*EXERCISE DIRECTIONS*: Rewrite the listing from its first line through the line containing "[[[1,0],[0,82],[138,53],[143,12],[139,0]]]", including both ends and leaving the requests unchanged. In the answers, multiply every polygon coordinate by 2.6 and round each result to a whole number, with halves rounded up.

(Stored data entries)

........

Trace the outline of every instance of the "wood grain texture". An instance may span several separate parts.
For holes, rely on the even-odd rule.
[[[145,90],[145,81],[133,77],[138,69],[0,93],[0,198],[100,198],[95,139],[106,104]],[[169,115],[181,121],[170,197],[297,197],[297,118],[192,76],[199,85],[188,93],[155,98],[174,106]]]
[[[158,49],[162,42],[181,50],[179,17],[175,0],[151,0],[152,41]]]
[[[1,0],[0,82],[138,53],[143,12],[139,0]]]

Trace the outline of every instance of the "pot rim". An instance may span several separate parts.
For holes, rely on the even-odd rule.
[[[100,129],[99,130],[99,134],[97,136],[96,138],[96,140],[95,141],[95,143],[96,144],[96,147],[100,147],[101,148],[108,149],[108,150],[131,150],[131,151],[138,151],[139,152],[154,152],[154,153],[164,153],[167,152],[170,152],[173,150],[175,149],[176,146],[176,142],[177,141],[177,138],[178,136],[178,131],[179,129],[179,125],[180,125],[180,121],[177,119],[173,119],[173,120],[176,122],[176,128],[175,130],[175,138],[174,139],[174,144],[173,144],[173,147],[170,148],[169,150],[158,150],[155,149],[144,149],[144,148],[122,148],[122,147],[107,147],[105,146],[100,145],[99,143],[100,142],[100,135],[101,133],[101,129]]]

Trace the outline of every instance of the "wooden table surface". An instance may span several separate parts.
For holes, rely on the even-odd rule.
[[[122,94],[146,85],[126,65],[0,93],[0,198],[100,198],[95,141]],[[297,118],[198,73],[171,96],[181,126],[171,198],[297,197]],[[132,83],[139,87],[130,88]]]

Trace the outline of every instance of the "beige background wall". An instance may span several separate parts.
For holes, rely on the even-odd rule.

........

*ANSWER TO THE PROBLEM*:
Trace the outline of every instance of the "wood grain texture". An instance may span several separate parts.
For holes, rely on the even-odd rule.
[[[377,234],[377,211],[346,200],[359,179],[0,242],[0,515],[260,515],[247,361],[276,270]],[[439,299],[471,315],[442,512],[772,512],[772,307],[499,198],[517,221],[489,242],[403,255],[452,276]]]
[[[411,127],[421,109],[471,130],[465,44],[455,0],[393,0],[395,107]]]
[[[3,0],[0,213],[359,138],[372,31],[361,0]]]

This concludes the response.